TASK DETAILS:
From the line that contains "Looking at the picture above, whereabouts is the shaded" to the end of the entries, write out every line exactly, including both ends, and nothing more.

DATA RECORDS:
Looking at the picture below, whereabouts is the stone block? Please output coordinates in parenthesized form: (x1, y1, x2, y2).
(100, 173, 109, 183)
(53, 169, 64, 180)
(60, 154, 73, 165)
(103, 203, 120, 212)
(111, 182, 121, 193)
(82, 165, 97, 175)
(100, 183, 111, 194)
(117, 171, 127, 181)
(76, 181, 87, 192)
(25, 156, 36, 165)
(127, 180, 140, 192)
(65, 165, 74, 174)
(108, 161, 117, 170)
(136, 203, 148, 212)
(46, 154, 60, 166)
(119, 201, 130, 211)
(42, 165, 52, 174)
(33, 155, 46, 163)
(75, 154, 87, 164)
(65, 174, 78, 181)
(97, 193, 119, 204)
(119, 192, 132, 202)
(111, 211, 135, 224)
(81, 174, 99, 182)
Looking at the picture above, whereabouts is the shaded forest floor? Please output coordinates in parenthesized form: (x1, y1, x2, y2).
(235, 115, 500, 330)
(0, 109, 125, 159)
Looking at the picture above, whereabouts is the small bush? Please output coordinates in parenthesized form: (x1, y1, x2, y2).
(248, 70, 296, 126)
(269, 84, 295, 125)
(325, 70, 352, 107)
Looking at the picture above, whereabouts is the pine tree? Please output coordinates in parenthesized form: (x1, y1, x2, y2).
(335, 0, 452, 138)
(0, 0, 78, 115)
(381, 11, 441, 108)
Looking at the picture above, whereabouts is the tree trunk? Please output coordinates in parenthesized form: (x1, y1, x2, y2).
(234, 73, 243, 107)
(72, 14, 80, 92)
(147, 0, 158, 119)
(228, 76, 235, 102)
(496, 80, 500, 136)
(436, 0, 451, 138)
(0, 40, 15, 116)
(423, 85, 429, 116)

PROBLEM SOLUTION:
Looking at the picture above, whereabouts is the shaded forest floor? Please output coordinates in parenthesized form: (x1, y1, x2, y2).
(235, 115, 500, 330)
(0, 109, 125, 159)
Looking at the picture above, whereabouts is the small bush? Please output coordinates in parenthesized form: (x1, y1, x2, y2).
(248, 70, 296, 126)
(269, 84, 295, 125)
(325, 70, 352, 107)
Looking at the picture above, whereabouts is the pine tree? Please output coordinates in parenthesized form: (x1, y1, x2, y2).
(335, 0, 452, 138)
(0, 0, 78, 115)
(381, 11, 441, 108)
Looking at the picture above, whereabouts is the tree trunk? Please output coordinates in parenthesized form: (x1, y1, x2, y2).
(234, 73, 243, 107)
(72, 14, 80, 92)
(147, 0, 158, 119)
(228, 76, 235, 102)
(496, 80, 500, 136)
(436, 0, 451, 138)
(0, 40, 15, 116)
(423, 85, 429, 116)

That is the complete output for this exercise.